_Task item_
Keeping every character as it is, transcribe the entries below.

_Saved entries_
*** Block opens ***

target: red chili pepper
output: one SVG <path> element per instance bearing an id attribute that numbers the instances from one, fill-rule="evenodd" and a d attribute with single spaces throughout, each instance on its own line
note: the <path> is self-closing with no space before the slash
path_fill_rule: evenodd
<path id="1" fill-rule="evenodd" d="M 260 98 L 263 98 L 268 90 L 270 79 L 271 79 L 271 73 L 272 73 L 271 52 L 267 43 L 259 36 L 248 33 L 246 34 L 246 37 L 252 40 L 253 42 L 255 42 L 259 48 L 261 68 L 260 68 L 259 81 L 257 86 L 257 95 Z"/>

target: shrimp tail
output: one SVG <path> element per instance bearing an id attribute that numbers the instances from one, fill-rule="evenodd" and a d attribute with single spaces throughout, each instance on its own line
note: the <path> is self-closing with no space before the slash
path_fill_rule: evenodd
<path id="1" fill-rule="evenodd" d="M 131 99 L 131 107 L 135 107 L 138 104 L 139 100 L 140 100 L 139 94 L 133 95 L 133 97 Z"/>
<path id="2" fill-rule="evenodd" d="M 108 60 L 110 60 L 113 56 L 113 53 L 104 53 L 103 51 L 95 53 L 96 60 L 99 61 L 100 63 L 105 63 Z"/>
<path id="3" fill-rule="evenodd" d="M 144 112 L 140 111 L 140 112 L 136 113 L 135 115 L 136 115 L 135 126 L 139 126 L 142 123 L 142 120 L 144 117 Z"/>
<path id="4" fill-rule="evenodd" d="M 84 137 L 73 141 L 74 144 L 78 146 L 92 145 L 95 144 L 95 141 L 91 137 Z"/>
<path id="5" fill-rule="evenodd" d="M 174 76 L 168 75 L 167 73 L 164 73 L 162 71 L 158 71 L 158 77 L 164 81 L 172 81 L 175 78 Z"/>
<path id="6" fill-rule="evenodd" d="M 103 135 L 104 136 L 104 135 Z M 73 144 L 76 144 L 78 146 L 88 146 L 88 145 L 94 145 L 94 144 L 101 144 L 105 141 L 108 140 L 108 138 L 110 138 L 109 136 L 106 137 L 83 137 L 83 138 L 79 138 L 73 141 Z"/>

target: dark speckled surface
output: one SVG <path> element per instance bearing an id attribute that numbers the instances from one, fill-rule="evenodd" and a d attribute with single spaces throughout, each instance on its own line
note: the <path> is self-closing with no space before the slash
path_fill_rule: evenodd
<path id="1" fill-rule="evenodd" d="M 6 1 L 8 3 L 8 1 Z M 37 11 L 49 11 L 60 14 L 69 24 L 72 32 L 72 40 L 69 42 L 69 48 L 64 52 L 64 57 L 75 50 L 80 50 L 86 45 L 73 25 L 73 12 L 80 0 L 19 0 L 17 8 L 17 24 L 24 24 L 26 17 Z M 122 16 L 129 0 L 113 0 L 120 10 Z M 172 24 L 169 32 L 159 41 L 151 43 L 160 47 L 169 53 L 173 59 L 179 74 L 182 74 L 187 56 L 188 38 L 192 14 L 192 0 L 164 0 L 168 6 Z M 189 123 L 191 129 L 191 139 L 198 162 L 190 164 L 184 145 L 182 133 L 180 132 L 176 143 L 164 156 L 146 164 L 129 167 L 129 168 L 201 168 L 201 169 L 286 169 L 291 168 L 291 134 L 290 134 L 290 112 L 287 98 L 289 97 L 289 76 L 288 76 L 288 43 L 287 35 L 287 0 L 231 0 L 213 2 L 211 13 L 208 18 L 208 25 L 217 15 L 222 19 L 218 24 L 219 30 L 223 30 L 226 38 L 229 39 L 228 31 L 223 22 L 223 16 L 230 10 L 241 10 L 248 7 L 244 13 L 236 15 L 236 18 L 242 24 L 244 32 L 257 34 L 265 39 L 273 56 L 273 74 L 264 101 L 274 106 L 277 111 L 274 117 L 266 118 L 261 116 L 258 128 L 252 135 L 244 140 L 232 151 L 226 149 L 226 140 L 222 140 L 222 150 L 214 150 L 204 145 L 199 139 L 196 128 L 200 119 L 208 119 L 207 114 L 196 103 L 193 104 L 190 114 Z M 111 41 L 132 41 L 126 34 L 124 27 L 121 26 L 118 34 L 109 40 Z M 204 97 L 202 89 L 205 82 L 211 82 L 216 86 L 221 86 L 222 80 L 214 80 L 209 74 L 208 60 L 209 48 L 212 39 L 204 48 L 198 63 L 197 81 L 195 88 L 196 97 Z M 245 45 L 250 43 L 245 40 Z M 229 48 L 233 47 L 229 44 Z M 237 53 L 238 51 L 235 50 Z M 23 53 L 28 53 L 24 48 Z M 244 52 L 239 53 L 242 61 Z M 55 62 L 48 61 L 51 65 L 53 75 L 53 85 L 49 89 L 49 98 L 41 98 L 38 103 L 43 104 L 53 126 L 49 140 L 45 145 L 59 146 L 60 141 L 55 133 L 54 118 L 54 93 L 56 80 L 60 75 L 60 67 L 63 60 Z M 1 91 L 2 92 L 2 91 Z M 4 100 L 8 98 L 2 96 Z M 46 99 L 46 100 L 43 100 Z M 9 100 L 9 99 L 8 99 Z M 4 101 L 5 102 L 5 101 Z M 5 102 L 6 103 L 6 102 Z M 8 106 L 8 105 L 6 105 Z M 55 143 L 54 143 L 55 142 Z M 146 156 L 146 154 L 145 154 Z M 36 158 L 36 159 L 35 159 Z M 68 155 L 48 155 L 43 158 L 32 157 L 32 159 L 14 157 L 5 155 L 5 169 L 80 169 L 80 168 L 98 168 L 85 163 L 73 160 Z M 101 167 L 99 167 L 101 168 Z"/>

*** Block closes ***

_Solution to this problem_
target: red chili pepper
output: one SVG <path> element per instance bearing an id attribute that numbers the instances from one, fill-rule="evenodd" and a d attribute with single spaces throughout, each instance on its own line
note: the <path> is self-closing with no space before the slash
path_fill_rule: evenodd
<path id="1" fill-rule="evenodd" d="M 260 98 L 263 98 L 268 90 L 270 79 L 271 79 L 271 73 L 272 73 L 271 52 L 267 43 L 259 36 L 248 33 L 246 34 L 246 37 L 252 40 L 253 42 L 255 42 L 259 48 L 261 68 L 260 68 L 259 81 L 257 86 L 257 95 Z"/>

target: shrimp tail
output: one SVG <path> element per instance bearing an id attribute that numbers the instances from one, fill-rule="evenodd" and a d attribute with single spaces throughout, each instance on its own line
note: the <path> is self-closing with no space before the slash
path_fill_rule: evenodd
<path id="1" fill-rule="evenodd" d="M 131 99 L 131 107 L 135 107 L 138 104 L 139 100 L 140 100 L 139 94 L 133 95 L 133 97 Z"/>
<path id="2" fill-rule="evenodd" d="M 108 60 L 110 60 L 113 56 L 113 53 L 104 53 L 103 51 L 95 53 L 96 60 L 99 61 L 100 63 L 105 63 Z"/>
<path id="3" fill-rule="evenodd" d="M 144 112 L 140 111 L 140 112 L 136 113 L 135 115 L 136 115 L 135 126 L 139 126 L 142 123 L 142 120 L 144 117 Z"/>
<path id="4" fill-rule="evenodd" d="M 84 137 L 73 141 L 74 144 L 78 146 L 92 145 L 95 144 L 95 141 L 91 137 Z"/>
<path id="5" fill-rule="evenodd" d="M 174 76 L 168 75 L 167 73 L 164 73 L 162 71 L 158 71 L 158 77 L 164 81 L 172 81 L 175 78 Z"/>
<path id="6" fill-rule="evenodd" d="M 103 135 L 104 136 L 104 135 Z M 73 144 L 76 144 L 78 146 L 88 146 L 88 145 L 94 145 L 94 144 L 101 144 L 105 141 L 108 140 L 108 138 L 110 138 L 109 136 L 106 137 L 83 137 L 83 138 L 79 138 L 73 141 Z"/>

target: dark speckled surface
output: one SVG <path> element per instance bearing an id attribute that numbers the instances from one, fill-rule="evenodd" and a d attribute with single spaces throughout, each instance on its own line
note: the <path> is self-closing with no space before the slash
path_fill_rule: evenodd
<path id="1" fill-rule="evenodd" d="M 6 1 L 8 3 L 8 1 Z M 37 11 L 49 11 L 60 14 L 69 24 L 72 32 L 72 40 L 69 42 L 69 48 L 64 52 L 64 57 L 75 50 L 80 50 L 86 45 L 73 25 L 73 12 L 80 0 L 19 0 L 17 8 L 17 24 L 24 24 L 26 17 Z M 122 16 L 129 0 L 113 0 L 120 10 Z M 172 24 L 169 32 L 159 41 L 151 43 L 160 47 L 169 53 L 173 59 L 179 74 L 182 74 L 187 56 L 188 38 L 192 14 L 192 0 L 164 0 L 168 6 Z M 189 123 L 191 129 L 191 139 L 198 162 L 190 164 L 184 145 L 182 133 L 180 132 L 176 143 L 164 156 L 146 164 L 129 167 L 129 168 L 201 168 L 201 169 L 286 169 L 291 168 L 291 134 L 290 134 L 290 112 L 287 98 L 289 97 L 289 76 L 288 76 L 288 43 L 287 35 L 287 0 L 231 0 L 213 2 L 211 13 L 208 18 L 208 25 L 217 15 L 222 19 L 218 24 L 219 30 L 223 30 L 226 38 L 229 39 L 228 31 L 223 22 L 223 16 L 230 10 L 241 10 L 248 7 L 244 13 L 236 15 L 236 18 L 242 24 L 244 32 L 257 34 L 265 39 L 273 56 L 273 74 L 264 101 L 274 106 L 277 111 L 274 117 L 266 118 L 261 116 L 258 128 L 252 135 L 244 140 L 232 151 L 226 149 L 226 140 L 222 140 L 222 150 L 214 150 L 204 145 L 199 139 L 196 128 L 200 119 L 208 119 L 207 114 L 196 103 L 193 104 L 190 114 Z M 111 41 L 132 41 L 126 34 L 124 27 L 121 26 L 118 34 L 109 40 Z M 204 97 L 202 89 L 205 82 L 211 82 L 216 86 L 221 86 L 222 80 L 214 80 L 209 74 L 208 60 L 209 48 L 212 39 L 204 48 L 198 63 L 197 81 L 195 88 L 196 97 Z M 245 45 L 250 43 L 245 40 Z M 229 48 L 233 47 L 229 44 Z M 237 53 L 238 51 L 235 50 Z M 23 53 L 28 53 L 24 48 Z M 244 52 L 239 53 L 242 61 Z M 55 62 L 48 61 L 51 65 L 53 75 L 53 85 L 49 89 L 49 98 L 41 98 L 38 103 L 43 104 L 53 126 L 49 140 L 45 145 L 59 146 L 60 141 L 55 133 L 54 118 L 54 93 L 56 80 L 60 75 L 60 67 L 63 60 Z M 1 91 L 2 92 L 2 91 Z M 4 100 L 8 98 L 2 96 Z M 46 99 L 46 100 L 43 100 Z M 9 100 L 9 99 L 8 99 Z M 4 101 L 5 102 L 5 101 Z M 5 102 L 6 103 L 6 102 Z M 8 106 L 8 105 L 6 105 Z M 55 143 L 54 143 L 55 142 Z M 146 156 L 146 154 L 145 154 Z M 36 158 L 36 159 L 35 159 Z M 68 155 L 48 155 L 43 158 L 32 157 L 32 159 L 14 157 L 5 155 L 5 169 L 80 169 L 80 168 L 98 168 L 85 163 L 73 160 Z M 101 167 L 99 167 L 101 168 Z"/>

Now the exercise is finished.